[start Recorded data]
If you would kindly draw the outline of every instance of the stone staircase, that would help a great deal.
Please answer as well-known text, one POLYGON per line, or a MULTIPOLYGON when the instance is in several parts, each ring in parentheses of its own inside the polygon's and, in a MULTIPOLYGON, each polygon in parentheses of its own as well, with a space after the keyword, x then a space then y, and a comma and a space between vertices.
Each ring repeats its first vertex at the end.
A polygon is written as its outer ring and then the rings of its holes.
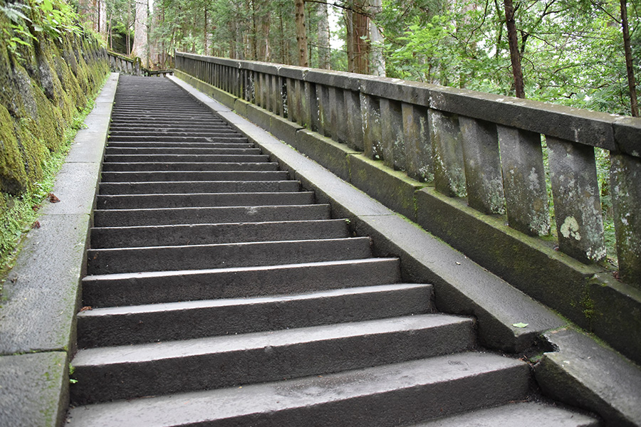
POLYGON ((598 425, 170 81, 112 119, 67 425, 598 425))

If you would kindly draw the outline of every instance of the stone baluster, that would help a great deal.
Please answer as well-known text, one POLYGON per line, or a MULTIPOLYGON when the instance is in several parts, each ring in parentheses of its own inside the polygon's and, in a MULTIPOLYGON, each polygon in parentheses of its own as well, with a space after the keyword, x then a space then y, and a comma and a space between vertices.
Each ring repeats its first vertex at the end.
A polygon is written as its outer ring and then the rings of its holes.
[end Recorded data]
Task – Could you output every line of the listing above as a Markdown table with the columns "Row" and "Line", skipping blank lines and leaving the pictures out?

Result for this exercise –
| Row | Line |
|---|---|
| 1 | If you would kindly draw the outline of every instance of the stone staircase, that would help a great deal. |
| 2 | Please answer as well-known text, one POLYGON per line, or a MULTIPOLYGON when the instance is in several parts, each ring in parentheses of its own inside the polygon's and, in a MULTIPOLYGON, each polygon in parentheses of its own as well, with a space after the keyword, x then a space then y, and a comma and a space between vertices. |
| 3 | Each ring repeats its first vertex at the end. |
| 4 | A polygon is written as its outer ring and then the rings of its holes. |
| 5 | POLYGON ((598 425, 170 81, 112 119, 67 425, 598 425)) |
| 6 | If you would kindly draw the outline of every instance of the stone baluster, that would help a great deal. |
| 7 | Please answer as well-known text, one POLYGON per line, or a MULTIPOLYGON when the instance is in several parts, each ring in parentheses of its own inside the polygon's and, in a MULTIPOLYGON, each polygon in parentheses of its own as well, with a space after the keyword, x then a space then y, and a comma and a space between vertices. |
| 8 | Each ring repeats its first vertex at the end. |
| 9 | A polygon is written as its outer ring and then the rings of its holes. |